__TASK DIRECTIONS__. Extract every line from the items below and copy each one word for word, in the order given.

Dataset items

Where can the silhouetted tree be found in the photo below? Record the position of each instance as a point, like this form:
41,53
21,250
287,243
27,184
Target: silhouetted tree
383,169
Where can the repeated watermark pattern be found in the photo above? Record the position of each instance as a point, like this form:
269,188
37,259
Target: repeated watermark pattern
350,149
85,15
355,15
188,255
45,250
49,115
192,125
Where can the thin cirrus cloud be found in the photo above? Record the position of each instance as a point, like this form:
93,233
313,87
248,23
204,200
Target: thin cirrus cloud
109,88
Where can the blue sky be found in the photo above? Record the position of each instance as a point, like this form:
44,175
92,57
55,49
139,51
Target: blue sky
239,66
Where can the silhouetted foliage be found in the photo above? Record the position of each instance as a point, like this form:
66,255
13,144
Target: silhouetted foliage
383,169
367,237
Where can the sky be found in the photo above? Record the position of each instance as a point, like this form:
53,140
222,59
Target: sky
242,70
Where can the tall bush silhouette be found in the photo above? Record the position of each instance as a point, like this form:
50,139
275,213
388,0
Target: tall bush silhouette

__FINISHED TASK__.
Where can the silhouetted tree be found in the photo below? Record the position of each instance as a point, like this form:
41,53
21,250
287,243
27,184
Target: silhouetted tree
383,169
Where can the repeated watermark pattern be found in the photo above? Record the position of each instance as a point, like this form:
269,188
37,259
Target: repeated watermark pattern
350,149
85,15
355,15
188,255
45,250
49,115
192,125
Where can the thin cirrus cloud be found in the photo above? Record the position of each instance as a point, like this form:
93,233
313,87
248,23
204,200
Target: thin cirrus cloud
109,88
Where can the blue sky be found in the photo above? Record the position of each instance as a point, like this form:
44,175
92,57
55,49
139,51
Target: blue sky
239,66
Where can the silhouetted foliage be found in the photo above? Record the position of each instance as a point, like this form:
66,255
13,144
Target: silhouetted foliage
383,169
367,237
Where can the sky be found in the photo above? Record the position of each instance as a point, like this form:
53,140
222,59
Target: sky
242,70
Where can the tall bush silhouette be found in the photo above? Record the position of each instance as a point, like this form:
50,139
275,213
388,0
Target: tall bush silhouette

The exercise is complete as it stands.